▶ [Reading text]
start
A major problem adheres in the growing veneration of this religious heritage for its dynamism as a cultural force. To value religion for its indispensable contribution to “the democratic way of life,” or because it vitalizes those virtues necessary to the success of “free enterprise,” makes of religion little more than a mechanical catalyst for other interests.

Any proper religion has and must preserve its inherent sense of priority. It dare not demean itself by becoming a tool for welding nationalistic or commercial enterprises. Such warning was voiced nowhere more eloquently than by representatives of all three major Western traditions at the recent Fund for the Republic seminar on “Religion in a Free Society.” Spokesmen Rabbi Abraham Joshua Heschel, Father Gustave Weigel and Professor Paul Tillich all cautioned against reverencing religion primarily as a protective shoring for the sagging foundations of our national and social life.

Rabbi Heschel warned against invoking religion as “a way of satisfying human needs.… Values and needs have become modern idols.” “Tragic is the role of religion in contemporary society,” he added. “The voice of the Lord is powerful … is full of majesty. Where is its power? Where is its majesty?”

Father Weigel granted that “religion can help society—but should it? That can be its consequent, but it is not its proper goal.… Religion is now invited to become an active dynamism in the commonwealth—something that can be used.… Beware of this kindness!” admonished Father Weigel. He stressed that religion can best help the community by “being itself” instead of existing for the sake of something else.

Professor Tillich, too, warned of misgauging the function of religion. Dare religion be used as a tool for something else? Dr. Tillich took special note of the enlarging American emphasis that “we must undergird our democracy by religion.” If religion is ultimately concerned, noted Professor Tillich, it cannot become simply a means to the non-ultimate.

As the “use of religion” is practiced, its peril worsens increasingly. It may be invoked to bolster venerable traditions, or to salvage a sagging republic. Religion may be “used” because Madison Avenue public relations experts think it strategic, or helpful to a “good press.” The full measure of exploitation comes from communist leaders who discover that even this “opiate of the people” may serve the monster-state. To guard against such abuse, such perversion of the holy, requires prizing religion for its one purpose and message, namely, the exclusive centrality and pre-eminence of the living God.

Something greater than American ideology and purpose motivated the founding fathers. They themselves confessed a sense of national mission. And to them the United States was not only under divine protection but under divine obligation as well.

This spiritual priority they guarded in two conspicuous ways: They projected a limited government, specifically depriving rulers of absolute authority over human life. Thereby they reserved a right to discredit civil government (as witness their rebellion against the English sovereign) as arbitrary and tyrannical. As safeguards against centralized federal power, the founding fathers established three branches of government, a two-party system, states’ rights, and a Bill of Rights to protect individual liberties. Moreover, as the very First Amendment, they prohibited an established or state religion, thereby inaugurating a form of separation of Church and State to preserve religious freedom.
end
▶ [Information supplied]
start
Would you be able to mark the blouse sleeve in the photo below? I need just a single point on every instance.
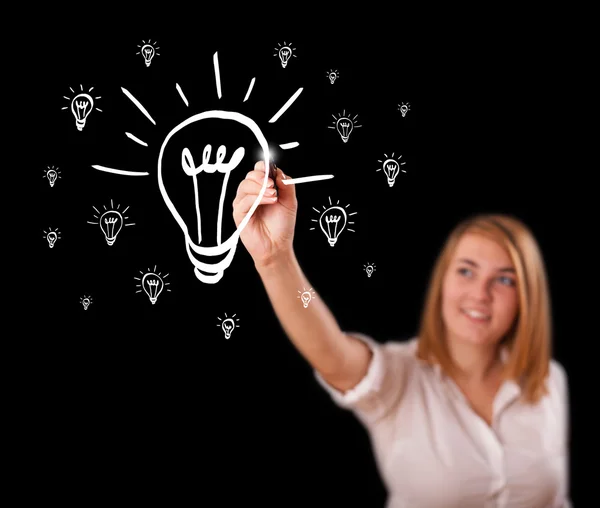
(563, 498)
(381, 388)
end
▶ [Task instructions]
1: List the safeguards against centralized federal power that the passage on religion in public life says the founding fathers established.
2: In the passage on religion in public life, what was the name of the seminar where representatives of the three major Western traditions spoke?
3: Carry the passage on religion in public life forward from its last sentence.
The material above has no role in this work.

▶ [Expected outputs]
1: Three branches of government, a two-party system, states' rights, and a Bill of Rights to protect individual liberties.

2: "Religion in a Free Society," held by the Fund for the Republic.

3:
By these policies they did not intend to exclude religion from significant social and political influence. Rather, they hoped to assure both the responsibility of government to the Ultimate and the prevention of sectarian monopoly of the political order. They were guarding against both political and ecclesiastical arbitrariness. They prized limited government and religious freedom because they themselves had experienced that earthly totalitarianism which exercises a compulsive power over human conscience, jeopardizes the dignity and responsibility of the individual and nullifies man’s opportunity to serve conscientiously both God and the governing powers he has ordained.

This does not mean that they minimized therefore the importance of supernatural religion and morality. The Declaration of Independence spoke of endowment “by their Creator” with certain unalienable rights, and of a “firm reliance on the protection of Divine Providence.” While some were Deists rather than biblical supernaturalists, all of the founding fathers believed in a transcendent God and in supernatural and unchanging norms of truth and morality. In his Farewell Address, President Washington stressed morality as vital to the success of the American form of government, and noted that morality is not long observed in the absence of religion.

Supernatural religion and morality were recognized not only as indirect but as indispensable supports of the Republic. Only within this spiritual and moral framework, from which confidence in limited civil government and religious freedom derived, could the American mission and the national purpose be comprehended.

Theistic religion (even the Deists were theists of sorts) produced not simply national slogans or formulas such as “In God we trust,” or “under God,” but was a vital force in community and family life as well. Confidence in the divine endowment of human rights furnished the dynamic to rebuke the kings of earth. Reliance on divine Providence made these forebears adequate to pledge their lives, their fortunes and their sacred honor in a cause where both ruler and ruled answered to the rights and duties derived from the Ruler of all.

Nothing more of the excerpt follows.